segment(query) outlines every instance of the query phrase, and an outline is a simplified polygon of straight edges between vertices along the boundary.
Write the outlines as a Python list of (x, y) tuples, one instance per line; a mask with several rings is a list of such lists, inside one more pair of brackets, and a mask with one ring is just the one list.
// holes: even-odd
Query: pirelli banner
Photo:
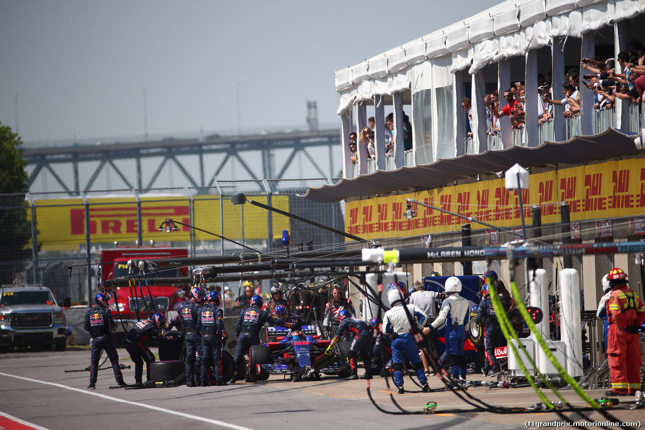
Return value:
[[(266, 196), (253, 199), (266, 203)], [(193, 200), (194, 218), (191, 219), (190, 201), (184, 198), (154, 196), (141, 198), (141, 226), (139, 205), (134, 197), (102, 197), (89, 199), (89, 230), (92, 242), (113, 242), (134, 245), (139, 227), (144, 241), (188, 241), (189, 227), (177, 225), (178, 231), (168, 234), (158, 229), (172, 219), (233, 240), (265, 240), (268, 236), (270, 212), (251, 205), (233, 206), (225, 197), (220, 204), (219, 196), (196, 196)], [(274, 196), (272, 205), (289, 210), (288, 196)], [(86, 207), (82, 199), (36, 200), (35, 213), (38, 241), (46, 250), (78, 248), (86, 238)], [(28, 211), (29, 218), (30, 212)], [(271, 220), (273, 237), (279, 237), (289, 228), (286, 217), (273, 214)], [(199, 240), (219, 240), (217, 237), (195, 230)]]
[[(542, 223), (560, 222), (560, 205), (569, 204), (571, 221), (639, 216), (645, 214), (645, 159), (609, 161), (554, 170), (529, 176), (522, 190), (525, 222), (539, 205)], [(406, 199), (413, 198), (504, 228), (521, 225), (517, 190), (508, 191), (499, 179), (445, 187), (410, 194), (348, 202), (345, 230), (365, 239), (413, 236), (456, 230), (468, 221), (422, 206), (406, 218)], [(484, 228), (473, 225), (474, 228)]]

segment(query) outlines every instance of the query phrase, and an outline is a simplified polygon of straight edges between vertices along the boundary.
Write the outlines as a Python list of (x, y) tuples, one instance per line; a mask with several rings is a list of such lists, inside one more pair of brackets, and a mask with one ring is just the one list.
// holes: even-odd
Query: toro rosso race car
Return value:
[[(336, 354), (325, 355), (330, 341), (321, 339), (316, 334), (315, 325), (303, 325), (299, 331), (282, 327), (269, 327), (266, 329), (269, 342), (254, 345), (249, 351), (251, 380), (266, 380), (272, 374), (288, 376), (294, 382), (319, 378), (320, 373), (335, 374), (340, 378), (349, 375), (350, 365), (344, 358)], [(335, 345), (335, 348), (338, 347), (338, 355), (346, 356), (349, 343), (339, 342)]]

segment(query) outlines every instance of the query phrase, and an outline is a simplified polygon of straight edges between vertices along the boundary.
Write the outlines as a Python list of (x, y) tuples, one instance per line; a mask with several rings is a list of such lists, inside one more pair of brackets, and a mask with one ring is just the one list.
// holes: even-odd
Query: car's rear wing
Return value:
[[(318, 334), (316, 332), (315, 324), (303, 325), (301, 331), (303, 333), (304, 333), (305, 336), (315, 336)], [(266, 327), (267, 336), (290, 336), (291, 334), (291, 332), (292, 330), (290, 329), (287, 329), (284, 327), (275, 326)]]

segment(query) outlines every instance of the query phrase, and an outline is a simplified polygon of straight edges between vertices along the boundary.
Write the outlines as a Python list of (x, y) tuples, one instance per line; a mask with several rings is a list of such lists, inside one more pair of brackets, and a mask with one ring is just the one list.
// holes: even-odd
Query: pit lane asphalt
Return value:
[[(119, 349), (121, 362), (132, 365), (124, 349)], [(525, 428), (527, 420), (561, 421), (553, 413), (499, 415), (475, 413), (455, 394), (446, 393), (394, 394), (409, 411), (422, 411), (429, 401), (438, 404), (435, 415), (393, 415), (382, 413), (370, 402), (365, 381), (344, 381), (335, 376), (322, 381), (292, 382), (281, 376), (257, 384), (240, 382), (226, 387), (109, 389), (114, 385), (112, 369), (99, 373), (96, 390), (86, 390), (89, 373), (67, 373), (89, 365), (86, 350), (28, 352), (0, 354), (0, 412), (51, 430), (108, 427), (110, 429), (441, 429), (478, 430)], [(109, 361), (103, 365), (108, 367)], [(124, 369), (126, 382), (134, 382), (134, 366)], [(471, 379), (492, 380), (469, 375)], [(434, 376), (430, 386), (439, 387)], [(410, 379), (405, 388), (419, 391)], [(592, 398), (604, 390), (589, 391)], [(471, 387), (468, 393), (497, 405), (529, 406), (539, 401), (530, 388)], [(584, 405), (571, 391), (560, 393), (572, 404)], [(388, 411), (396, 412), (384, 380), (372, 382), (375, 400)], [(551, 400), (557, 400), (548, 394)], [(621, 398), (621, 400), (623, 398)], [(442, 413), (463, 409), (464, 412)], [(645, 410), (612, 409), (620, 421), (645, 423)], [(585, 418), (566, 413), (574, 421), (606, 421), (597, 412), (584, 413)]]

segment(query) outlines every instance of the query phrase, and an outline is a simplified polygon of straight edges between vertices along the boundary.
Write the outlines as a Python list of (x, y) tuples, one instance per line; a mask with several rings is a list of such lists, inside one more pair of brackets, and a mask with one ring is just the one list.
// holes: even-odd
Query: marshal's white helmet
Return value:
[(602, 291), (606, 293), (611, 288), (611, 285), (609, 285), (609, 275), (606, 274), (602, 276)]
[(461, 292), (461, 281), (455, 276), (450, 276), (446, 280), (446, 292)]
[(390, 306), (394, 306), (396, 302), (402, 302), (403, 296), (401, 295), (401, 290), (398, 288), (393, 288), (388, 291), (388, 300), (390, 301)]

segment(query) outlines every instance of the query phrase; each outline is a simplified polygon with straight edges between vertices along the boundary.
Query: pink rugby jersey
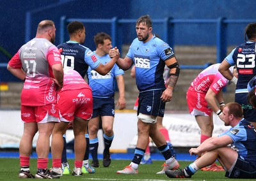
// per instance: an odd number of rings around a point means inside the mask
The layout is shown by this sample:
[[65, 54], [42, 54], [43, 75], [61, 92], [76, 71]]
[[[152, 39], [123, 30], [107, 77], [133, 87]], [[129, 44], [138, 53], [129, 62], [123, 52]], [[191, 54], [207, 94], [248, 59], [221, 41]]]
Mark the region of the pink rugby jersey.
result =
[[191, 83], [189, 90], [206, 94], [209, 89], [211, 89], [217, 94], [228, 82], [218, 71], [220, 65], [213, 64], [202, 71]]
[[23, 106], [44, 106], [56, 102], [56, 86], [51, 66], [61, 64], [60, 54], [45, 38], [33, 38], [24, 45], [10, 61], [13, 68], [22, 68], [26, 80], [21, 92]]
[[64, 69], [63, 79], [63, 87], [61, 91], [81, 89], [89, 89], [92, 90], [91, 87], [88, 85], [80, 74], [75, 70]]

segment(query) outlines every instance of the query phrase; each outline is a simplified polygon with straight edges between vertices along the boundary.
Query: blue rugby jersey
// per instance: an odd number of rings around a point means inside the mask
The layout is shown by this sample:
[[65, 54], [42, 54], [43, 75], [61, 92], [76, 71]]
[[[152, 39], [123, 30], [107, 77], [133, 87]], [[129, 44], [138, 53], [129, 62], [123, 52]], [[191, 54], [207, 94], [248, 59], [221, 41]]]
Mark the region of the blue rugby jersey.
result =
[[[109, 62], [111, 59], [108, 54], [98, 56], [95, 51], [94, 55], [102, 64]], [[97, 71], [89, 68], [87, 76], [89, 85], [92, 89], [92, 96], [95, 98], [111, 98], [115, 95], [114, 80], [116, 76], [124, 75], [124, 71], [115, 64], [111, 70], [106, 75], [101, 75]]]
[[240, 156], [256, 166], [256, 131], [252, 124], [243, 119], [236, 126], [218, 136], [223, 135], [230, 136], [234, 141], [231, 147]]
[[225, 60], [232, 66], [236, 65], [238, 80], [236, 92], [247, 92], [247, 84], [256, 75], [255, 42], [247, 41], [234, 48]]
[[136, 66], [136, 82], [140, 92], [166, 89], [163, 77], [164, 61], [174, 57], [168, 43], [155, 35], [145, 43], [136, 38], [126, 56]]
[[76, 70], [83, 78], [86, 74], [88, 66], [94, 69], [100, 63], [90, 48], [77, 41], [68, 41], [57, 47], [59, 50], [62, 48], [60, 54], [63, 68]]

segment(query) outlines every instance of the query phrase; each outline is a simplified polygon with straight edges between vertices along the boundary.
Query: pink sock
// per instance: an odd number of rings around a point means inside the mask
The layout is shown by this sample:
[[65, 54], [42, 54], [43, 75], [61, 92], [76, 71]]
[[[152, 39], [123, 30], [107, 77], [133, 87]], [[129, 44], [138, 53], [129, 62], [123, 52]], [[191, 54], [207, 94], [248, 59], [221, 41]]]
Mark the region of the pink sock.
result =
[[150, 150], [149, 148], [149, 144], [148, 145], [148, 146], [147, 147], [146, 150], [145, 152], [145, 154], [150, 154]]
[[76, 168], [81, 168], [82, 165], [83, 165], [83, 160], [82, 161], [78, 161], [78, 160], [75, 161], [75, 166]]
[[20, 166], [29, 166], [29, 157], [20, 156]]
[[48, 158], [37, 159], [37, 168], [47, 169]]
[[53, 159], [52, 167], [61, 168], [61, 159]]
[[170, 140], [169, 133], [168, 132], [168, 130], [165, 127], [160, 128], [159, 131], [161, 132], [161, 133], [163, 134], [163, 135], [164, 135], [165, 141], [166, 141], [167, 142], [171, 142], [171, 141]]
[[203, 135], [201, 134], [201, 140], [200, 140], [200, 143], [203, 143], [204, 141], [205, 141], [206, 140], [207, 140], [208, 138], [209, 138], [210, 137], [205, 136], [205, 135]]

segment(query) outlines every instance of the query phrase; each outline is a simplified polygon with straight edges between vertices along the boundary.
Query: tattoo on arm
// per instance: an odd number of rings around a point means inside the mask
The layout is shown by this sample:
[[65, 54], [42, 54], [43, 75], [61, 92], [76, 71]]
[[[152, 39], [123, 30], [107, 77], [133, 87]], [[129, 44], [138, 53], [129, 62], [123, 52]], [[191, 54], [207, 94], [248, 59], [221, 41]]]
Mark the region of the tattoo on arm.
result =
[[179, 76], [177, 75], [171, 75], [170, 76], [170, 80], [168, 85], [172, 87], [172, 88], [174, 88], [175, 87], [177, 82], [178, 81], [178, 78]]

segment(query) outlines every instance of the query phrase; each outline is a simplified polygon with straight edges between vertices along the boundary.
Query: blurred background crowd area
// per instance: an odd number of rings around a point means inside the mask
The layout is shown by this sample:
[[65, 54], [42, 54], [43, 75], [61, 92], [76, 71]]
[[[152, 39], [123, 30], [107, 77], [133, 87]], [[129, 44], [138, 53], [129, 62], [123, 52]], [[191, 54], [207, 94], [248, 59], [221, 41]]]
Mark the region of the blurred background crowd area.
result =
[[[186, 92], [196, 76], [211, 63], [220, 62], [244, 41], [244, 29], [256, 22], [256, 1], [244, 0], [0, 0], [0, 109], [19, 109], [22, 82], [6, 70], [10, 59], [35, 36], [38, 22], [54, 22], [55, 45], [68, 40], [67, 24], [82, 21], [86, 38], [83, 45], [95, 49], [93, 36], [106, 32], [124, 57], [136, 37], [135, 22], [149, 15], [153, 32], [170, 45], [181, 70], [173, 99], [167, 112], [187, 112]], [[125, 72], [127, 109], [138, 96], [135, 80]], [[227, 102], [234, 100], [234, 85], [225, 89]], [[118, 96], [116, 92], [116, 98]]]

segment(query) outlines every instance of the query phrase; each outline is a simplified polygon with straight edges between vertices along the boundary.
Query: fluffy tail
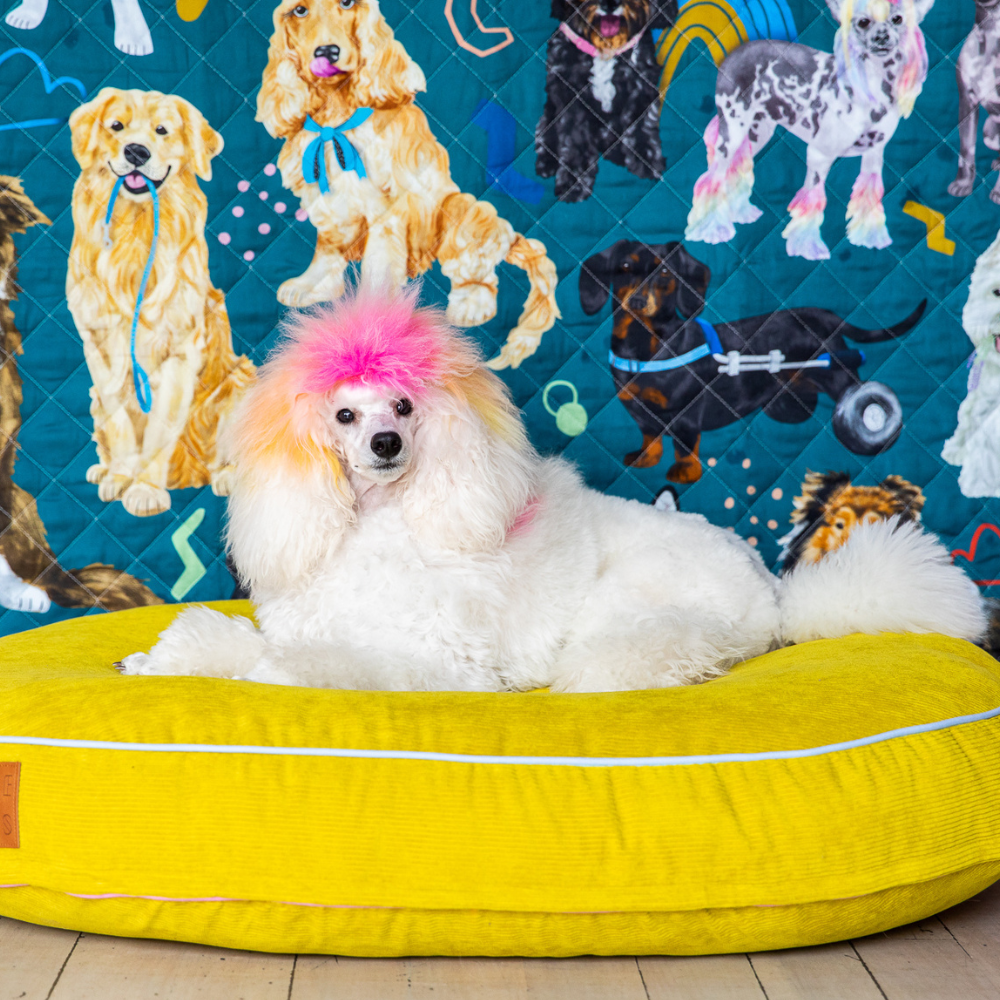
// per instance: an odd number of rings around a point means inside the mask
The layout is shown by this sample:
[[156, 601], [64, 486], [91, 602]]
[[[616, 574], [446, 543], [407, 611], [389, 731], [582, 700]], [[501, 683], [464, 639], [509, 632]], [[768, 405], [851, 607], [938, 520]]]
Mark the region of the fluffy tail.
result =
[[69, 570], [53, 563], [34, 582], [61, 608], [123, 611], [125, 608], [163, 603], [161, 597], [157, 597], [134, 576], [103, 563]]
[[556, 266], [545, 252], [545, 244], [528, 239], [518, 233], [504, 258], [508, 264], [521, 268], [528, 274], [531, 291], [524, 303], [517, 326], [507, 336], [499, 355], [487, 362], [490, 368], [516, 368], [525, 358], [534, 354], [541, 343], [542, 334], [551, 330], [560, 318], [556, 305]]
[[902, 322], [881, 330], [866, 330], [861, 326], [844, 323], [837, 332], [842, 333], [845, 337], [850, 337], [851, 340], [856, 340], [859, 344], [878, 344], [883, 340], [894, 340], [896, 337], [902, 337], [903, 334], [909, 333], [920, 322], [920, 317], [923, 316], [926, 308], [927, 299], [924, 299]]
[[781, 581], [786, 642], [853, 632], [939, 632], [976, 642], [988, 616], [979, 589], [935, 535], [898, 517], [862, 524], [817, 563]]

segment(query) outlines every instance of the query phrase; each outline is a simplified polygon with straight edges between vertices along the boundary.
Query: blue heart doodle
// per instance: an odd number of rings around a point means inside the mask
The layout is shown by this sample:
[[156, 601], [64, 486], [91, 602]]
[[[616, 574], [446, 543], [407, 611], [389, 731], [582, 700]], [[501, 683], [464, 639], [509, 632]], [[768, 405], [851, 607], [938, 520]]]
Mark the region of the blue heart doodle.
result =
[[514, 116], [506, 108], [484, 97], [476, 105], [472, 124], [486, 132], [486, 176], [490, 183], [518, 201], [537, 205], [545, 188], [511, 166], [515, 153]]
[[[6, 52], [0, 54], [0, 66], [12, 56], [17, 55], [27, 56], [38, 67], [39, 72], [42, 74], [42, 83], [45, 85], [46, 94], [51, 94], [56, 87], [61, 87], [64, 83], [68, 83], [80, 91], [81, 98], [86, 98], [87, 88], [75, 76], [59, 76], [53, 80], [48, 67], [42, 62], [41, 56], [32, 52], [31, 49], [7, 49]], [[0, 132], [7, 132], [15, 128], [39, 128], [42, 125], [61, 125], [66, 120], [65, 118], [32, 118], [23, 122], [8, 122], [7, 124], [0, 125]]]

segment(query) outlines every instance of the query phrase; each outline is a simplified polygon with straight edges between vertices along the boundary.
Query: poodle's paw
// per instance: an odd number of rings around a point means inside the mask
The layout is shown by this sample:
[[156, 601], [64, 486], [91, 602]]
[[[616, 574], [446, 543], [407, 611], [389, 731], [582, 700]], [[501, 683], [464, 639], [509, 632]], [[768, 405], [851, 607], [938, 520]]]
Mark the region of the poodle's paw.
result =
[[[991, 167], [990, 169], [996, 169]], [[967, 195], [972, 194], [972, 187], [975, 184], [976, 175], [975, 174], [959, 174], [949, 185], [948, 194], [953, 198], [965, 198]]]
[[127, 56], [148, 56], [153, 51], [153, 36], [149, 33], [149, 28], [143, 24], [141, 30], [136, 30], [138, 26], [127, 25], [122, 28], [115, 28], [115, 48], [124, 52]]
[[153, 517], [170, 510], [170, 494], [152, 483], [137, 482], [122, 494], [122, 506], [133, 517]]
[[448, 293], [448, 322], [454, 326], [482, 326], [497, 314], [497, 293], [478, 282], [457, 285]]
[[235, 465], [224, 465], [212, 473], [212, 492], [217, 497], [227, 497], [232, 492], [236, 477]]
[[344, 294], [343, 271], [328, 271], [322, 277], [310, 267], [305, 274], [283, 281], [278, 288], [278, 301], [283, 306], [303, 309], [317, 302], [334, 302]]
[[[98, 468], [97, 466], [91, 466], [90, 469]], [[96, 473], [95, 473], [96, 475]], [[87, 479], [90, 479], [90, 470], [87, 472]], [[121, 495], [132, 485], [131, 476], [119, 476], [117, 474], [112, 474], [105, 470], [104, 475], [100, 478], [97, 484], [97, 496], [104, 501], [104, 503], [111, 503], [112, 500], [117, 500]]]
[[517, 333], [511, 330], [507, 343], [500, 348], [500, 353], [486, 362], [487, 368], [500, 371], [504, 368], [517, 368], [525, 359], [530, 358], [538, 350], [542, 337], [538, 333]]
[[[108, 467], [98, 462], [87, 469], [87, 482], [96, 486], [108, 474]], [[102, 497], [103, 499], [103, 497]]]
[[30, 0], [25, 0], [24, 3], [10, 11], [4, 20], [12, 28], [30, 31], [32, 28], [37, 28], [45, 19], [47, 6], [46, 3], [31, 3]]
[[0, 608], [44, 615], [51, 607], [49, 595], [41, 587], [18, 579], [0, 579]]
---+---
## What the task requires
Return every line of the material that contains the string "blue". The match is case-sensitive.

## Solution to the exercise
Query: blue rugby jersey
Mark the region of the blue rugby jersey.
Query: blue heart doodle
Mark the region of the blue heart doodle.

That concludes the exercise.